EXTRACTED TEXT:
"He bellowed, 'Who are we?' We all waited for the answer. Then he whispered, 'We are our stories.' "

Friday, July 19, 2013


I had my right eye operated on yesterday - cataract removal and a prescription lens implanted. Today I went in for a follow up. I had three people examine me today, but I'm really only interested in the opinion of the surgeon. He said my left eye, done last week, has healed remarkably fast and is virtually healed. The right eye is still dilated a little so that vision is fuzzy. He said unless some unforeseen problem shows up I should be able to ride my bicycle in a week. I've been planting trees and moving a lot of rock and gravel recently. We didn't actually discuss heavy yard work, but I think the implication is that that will be okay then too.

I couldn't help but notice that I am always the youngest person by ten years in the waiting room. I asked the doctor if that didn't get a little depressing after a while. He said on the contrary, it was very gratifying. He is giving people new life. Often they haven't been able to drive, been able to do things that make their life fulfilling and he is able to give that back to them. That morning he talked to an older woman who hadn't been able to do her hardanger embroidery for years and now she can again. Obviously my vision was shortsighted.

I'm not going to take up needlework, but I can see better than I ever could. I probably will get glasses, particularly prescription sunglasses for driving, but right now I'm operating with $9 sunglasses and a pair of cheaters from Walgreen for reading. Gosh, it's great so far.

Be well,


George A said...

Good news, Gunnar.

Anonymous said...

When I had my cataract surgery at age 54 or so, the surgeon came in & said "we got a young one here". It made my day! Glad to hear the surgeries were successful!! Ur Sis-in-law, Anita

Johann Rissik said...

That's good news, young man ;)

Years ago I had a English friend who did cataract ops in a mission hospital in SA. His patients were elderly poor rural people and he gained a lovely nickname....one of the first people he operated on had been effectively blind. Once the bandages were removed the first thing the patient said was "yellow shoes" in the local language, (because that's what the crazy pom was wearing! ) That became his local praise-name.

May you see far into the future !

Elaine Toft (BloggerToots) said...

Wonderful for you. Just wait until you get a clear bead on all those winged lovelies in Texas next winter!

EXCERPTED DATA:
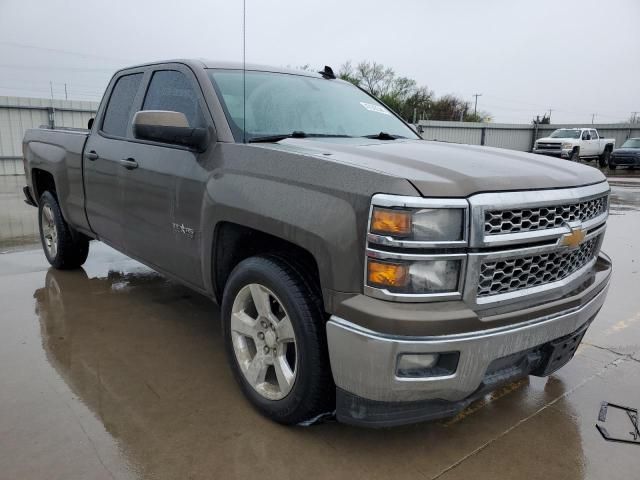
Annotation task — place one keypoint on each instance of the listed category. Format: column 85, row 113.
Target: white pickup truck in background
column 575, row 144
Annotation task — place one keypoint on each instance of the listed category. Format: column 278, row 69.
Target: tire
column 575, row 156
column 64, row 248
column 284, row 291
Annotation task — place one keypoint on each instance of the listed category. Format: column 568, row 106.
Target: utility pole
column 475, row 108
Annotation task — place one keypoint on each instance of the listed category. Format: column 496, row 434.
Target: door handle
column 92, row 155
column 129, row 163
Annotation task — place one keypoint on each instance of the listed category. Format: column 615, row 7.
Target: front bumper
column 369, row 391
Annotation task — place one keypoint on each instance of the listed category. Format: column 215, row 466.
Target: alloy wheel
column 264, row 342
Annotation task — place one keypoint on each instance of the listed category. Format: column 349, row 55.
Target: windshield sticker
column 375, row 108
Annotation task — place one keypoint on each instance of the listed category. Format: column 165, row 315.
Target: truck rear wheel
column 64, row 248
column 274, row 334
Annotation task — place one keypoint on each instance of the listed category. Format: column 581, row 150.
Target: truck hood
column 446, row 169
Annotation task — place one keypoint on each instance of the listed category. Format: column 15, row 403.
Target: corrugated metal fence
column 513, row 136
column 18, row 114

...

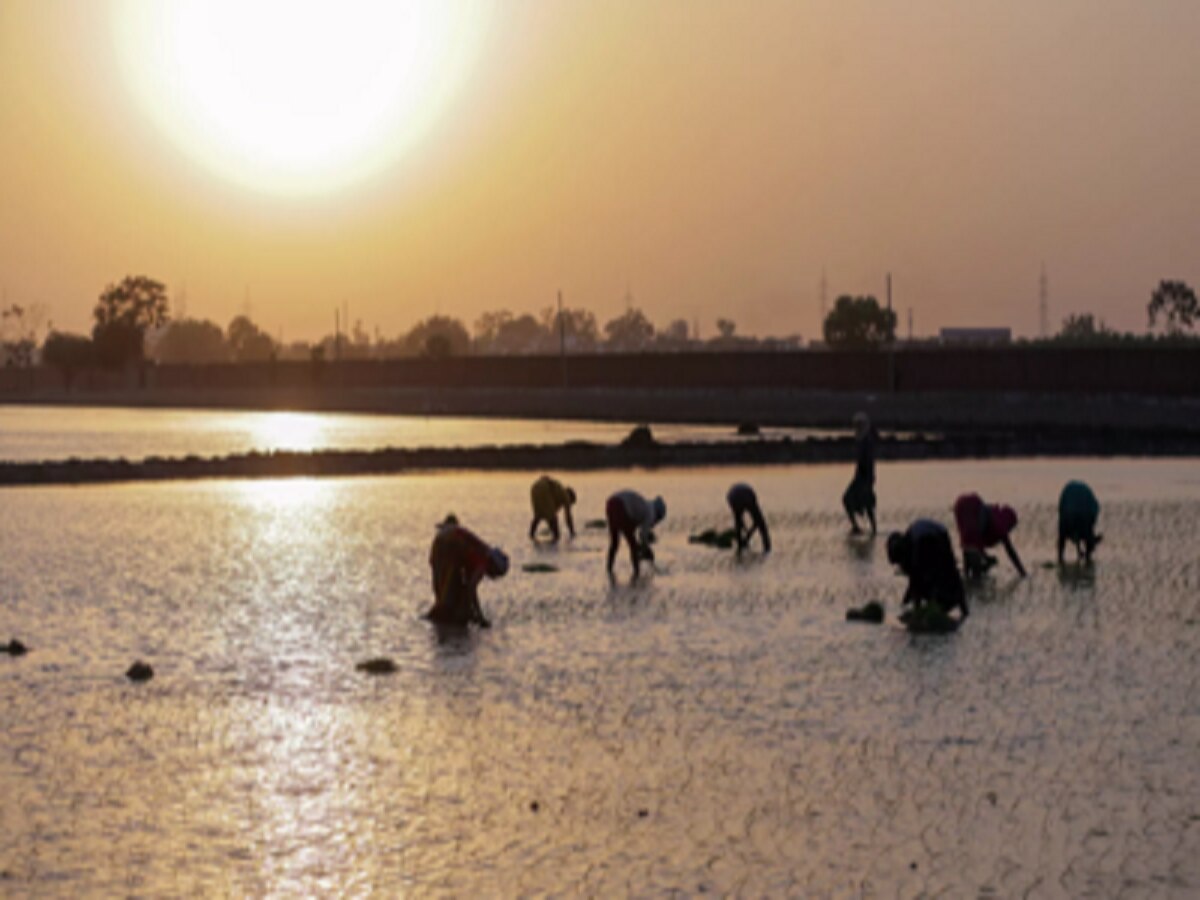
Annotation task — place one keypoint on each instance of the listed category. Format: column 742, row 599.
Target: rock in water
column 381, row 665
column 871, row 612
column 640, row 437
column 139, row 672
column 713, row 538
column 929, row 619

...

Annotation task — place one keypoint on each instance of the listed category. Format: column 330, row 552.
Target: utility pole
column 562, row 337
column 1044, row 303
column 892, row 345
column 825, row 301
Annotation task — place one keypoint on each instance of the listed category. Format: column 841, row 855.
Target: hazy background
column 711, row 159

EXERCISES:
**A)** In the cataract surgery blog post, what had the older woman whom the surgeon spoke with that morning been unable to do for years?
**B)** Summarize the cataract surgery blog post in two sentences.

SOLUTIONS BELOW:
**A)** She had been unable to do her hardanger embroidery.

**B)** The writer had cataract surgery on the right eye a week after the left, and at the follow-up the surgeon said the left eye was virtually healed and that bicycling should be possible in a week. Always the youngest person in the waiting room, the writer asked whether that was depressing and was told that giving patients new life was very gratifying, and now, seeing better than ever, the writer is getting by with $9 sunglasses and drugstore reading glasses.